_PAGE EXCERPT_
──────

As Director of Retail Industry Insights at Aptos, it’s my job to stay aware of trends that may affect the way people shop and interact with retailers. I get paid to discern how shifting consumer behaviors may impact the ways retailers invest in technology. So you can believe me when I say I spend a lot of my time following trends in retail. And despite all that time spent industry watching, I just don’t hear many people talking about “squad shopping.”
Which I believe is a mistake.
If you’re as yet unaware of squad shopping (and don’t worry, you aren’t alone), it’s an expression that refers to the use of video and/or screen-sharing technology to shop online with friends and family. Squad shopping briefly made headlines when Squadded Shopping Party launched its platform full of fun ways to share polls, chats, and reactions among friends.
Verishop soon made a few headlines when it followed suit with its own version, entitled Shop Party, which – importantly – adds video calls to the group shopping party experience:
Other than those two minor “blips” on the radar, though, the industry just isn’t paying all that much attention to the concept. Which I completely understand, as it’s easy to assume that the appeal of this new experience is limited. Early adopters of Squadded include Sephora France, Goddiva in the UK, and Mia Jewelry in India, among others. These brands, like Verishop, have strong appeal with younger women, who coincidentally have never really known life without FaceTime. They are far more comfortable with video calls than they are with audio calls, and their phones are always at hand.
Hence why these young women are obvious candidates to take advantage of what squad shopping has to offer. And initial results among early adopters are indeed promising. Users have flocked to their shopping party apps, and important metrics like visits, engagement, and duration on the site are all way up.

──────

_DATA TO EXAMINE_
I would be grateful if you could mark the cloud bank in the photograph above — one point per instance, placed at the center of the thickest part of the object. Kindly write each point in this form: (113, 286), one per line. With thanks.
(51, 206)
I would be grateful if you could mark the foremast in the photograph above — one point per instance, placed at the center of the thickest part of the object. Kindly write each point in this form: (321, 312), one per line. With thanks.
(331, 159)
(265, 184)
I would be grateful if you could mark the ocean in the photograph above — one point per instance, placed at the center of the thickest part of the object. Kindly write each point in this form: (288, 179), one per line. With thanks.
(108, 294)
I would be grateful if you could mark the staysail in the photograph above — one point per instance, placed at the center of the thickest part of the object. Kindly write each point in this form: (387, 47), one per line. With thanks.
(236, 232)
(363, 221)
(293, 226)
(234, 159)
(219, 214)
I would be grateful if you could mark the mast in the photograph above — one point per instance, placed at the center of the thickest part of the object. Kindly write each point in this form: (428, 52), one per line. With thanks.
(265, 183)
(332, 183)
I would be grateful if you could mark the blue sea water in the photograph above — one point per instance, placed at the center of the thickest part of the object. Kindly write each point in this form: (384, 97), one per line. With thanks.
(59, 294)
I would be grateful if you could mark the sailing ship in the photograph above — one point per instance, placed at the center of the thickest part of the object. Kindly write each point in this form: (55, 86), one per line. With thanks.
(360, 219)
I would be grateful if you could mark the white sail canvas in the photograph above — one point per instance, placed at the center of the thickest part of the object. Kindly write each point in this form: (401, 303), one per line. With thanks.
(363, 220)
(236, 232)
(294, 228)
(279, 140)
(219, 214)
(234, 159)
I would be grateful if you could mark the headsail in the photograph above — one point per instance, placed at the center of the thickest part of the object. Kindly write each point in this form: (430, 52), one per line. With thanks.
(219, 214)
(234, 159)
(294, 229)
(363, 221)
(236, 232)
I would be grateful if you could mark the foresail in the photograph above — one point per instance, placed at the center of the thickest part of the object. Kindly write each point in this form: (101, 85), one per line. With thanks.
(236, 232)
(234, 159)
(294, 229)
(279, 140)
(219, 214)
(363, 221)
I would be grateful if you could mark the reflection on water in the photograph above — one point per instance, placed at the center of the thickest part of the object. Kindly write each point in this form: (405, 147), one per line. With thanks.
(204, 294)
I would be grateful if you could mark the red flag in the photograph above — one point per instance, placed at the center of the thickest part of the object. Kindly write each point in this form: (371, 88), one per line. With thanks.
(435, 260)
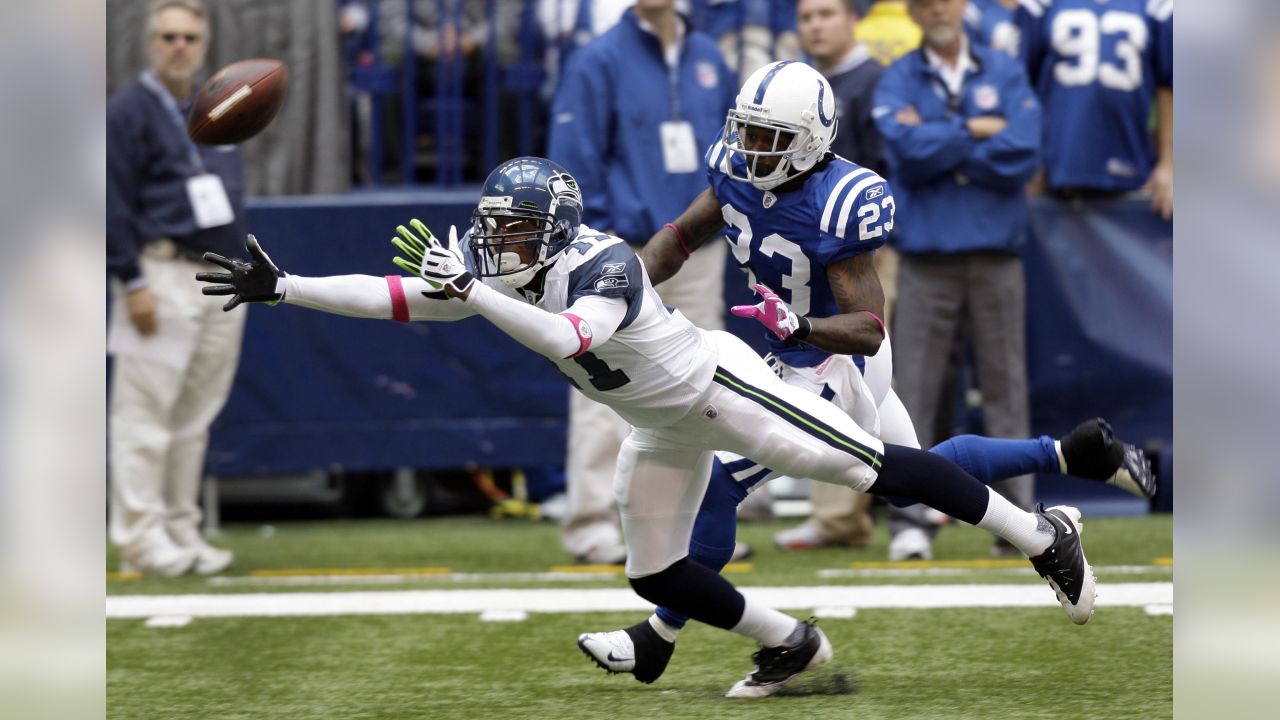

──────

_TASKS TO COMPLETE_
1. In the squad shopping passage, reproduce word for word the portion that opens with the words containing "As Director of" and closes with "reactions among friends.".
2. According to the squad shopping passage, what does Verishop's Shop Party add to the group shopping party experience?

_SOLVED TASKS_
1.
As Director of Retail Industry Insights at Aptos, it’s my job to stay aware of trends that may affect the way people shop and interact with retailers. I get paid to discern how shifting consumer behaviors may impact the ways retailers invest in technology. So you can believe me when I say I spend a lot of my time following trends in retail. And despite all that time spent industry watching, I just don’t hear many people talking about “squad shopping.”
Which I believe is a mistake.
If you’re as yet unaware of squad shopping (and don’t worry, you aren’t alone), it’s an expression that refers to the use of video and/or screen-sharing technology to shop online with friends and family. Squad shopping briefly made headlines when Squadded Shopping Party launched its platform full of fun ways to share polls, chats, and reactions among friends.

2. Video calls.